>> START Information provided
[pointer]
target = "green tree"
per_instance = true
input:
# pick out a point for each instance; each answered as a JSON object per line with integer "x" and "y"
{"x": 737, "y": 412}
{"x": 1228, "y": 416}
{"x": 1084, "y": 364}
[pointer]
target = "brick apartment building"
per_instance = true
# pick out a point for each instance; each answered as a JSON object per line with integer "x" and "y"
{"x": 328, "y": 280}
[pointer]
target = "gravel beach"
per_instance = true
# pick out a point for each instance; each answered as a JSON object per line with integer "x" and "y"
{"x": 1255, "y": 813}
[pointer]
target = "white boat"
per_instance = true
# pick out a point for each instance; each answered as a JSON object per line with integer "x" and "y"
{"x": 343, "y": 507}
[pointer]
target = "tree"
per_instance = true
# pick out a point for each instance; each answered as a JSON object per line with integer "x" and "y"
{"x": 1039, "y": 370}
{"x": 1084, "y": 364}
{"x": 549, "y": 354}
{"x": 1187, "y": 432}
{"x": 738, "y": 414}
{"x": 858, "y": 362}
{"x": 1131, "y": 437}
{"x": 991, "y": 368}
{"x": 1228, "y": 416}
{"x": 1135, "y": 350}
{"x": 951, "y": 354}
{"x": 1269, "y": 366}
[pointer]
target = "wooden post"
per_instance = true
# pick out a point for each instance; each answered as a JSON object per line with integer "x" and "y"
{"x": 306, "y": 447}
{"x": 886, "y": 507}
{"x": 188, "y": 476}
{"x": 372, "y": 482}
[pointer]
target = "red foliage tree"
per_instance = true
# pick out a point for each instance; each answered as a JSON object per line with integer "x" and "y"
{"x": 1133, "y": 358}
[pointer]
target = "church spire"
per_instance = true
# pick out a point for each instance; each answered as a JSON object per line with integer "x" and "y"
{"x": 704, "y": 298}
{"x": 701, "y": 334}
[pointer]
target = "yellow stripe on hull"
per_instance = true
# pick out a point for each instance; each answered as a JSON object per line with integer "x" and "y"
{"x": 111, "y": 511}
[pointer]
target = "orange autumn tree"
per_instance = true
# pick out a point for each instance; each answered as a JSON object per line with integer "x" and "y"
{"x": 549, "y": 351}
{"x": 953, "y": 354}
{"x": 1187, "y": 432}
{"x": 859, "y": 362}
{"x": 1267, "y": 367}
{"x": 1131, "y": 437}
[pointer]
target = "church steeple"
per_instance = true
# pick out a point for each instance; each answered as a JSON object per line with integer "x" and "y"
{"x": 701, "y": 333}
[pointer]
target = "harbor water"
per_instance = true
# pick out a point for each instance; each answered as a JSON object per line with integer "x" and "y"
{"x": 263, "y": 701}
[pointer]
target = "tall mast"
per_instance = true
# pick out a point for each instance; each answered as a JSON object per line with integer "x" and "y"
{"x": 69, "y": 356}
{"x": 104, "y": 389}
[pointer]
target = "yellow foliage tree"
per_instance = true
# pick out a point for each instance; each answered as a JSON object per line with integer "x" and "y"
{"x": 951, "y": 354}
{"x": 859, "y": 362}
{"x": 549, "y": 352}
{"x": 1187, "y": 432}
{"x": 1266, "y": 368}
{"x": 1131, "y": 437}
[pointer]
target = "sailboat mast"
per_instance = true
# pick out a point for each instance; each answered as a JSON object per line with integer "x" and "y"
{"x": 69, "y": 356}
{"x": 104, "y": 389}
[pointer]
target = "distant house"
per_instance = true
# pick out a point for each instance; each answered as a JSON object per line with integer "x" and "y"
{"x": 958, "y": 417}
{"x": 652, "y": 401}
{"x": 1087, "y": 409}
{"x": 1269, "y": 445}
>> END Information provided
- Task description -
Pull out each line of the data that contains the word "church". Case counts.

- Answer for this exercise -
target = "church spire"
target = "church steeple"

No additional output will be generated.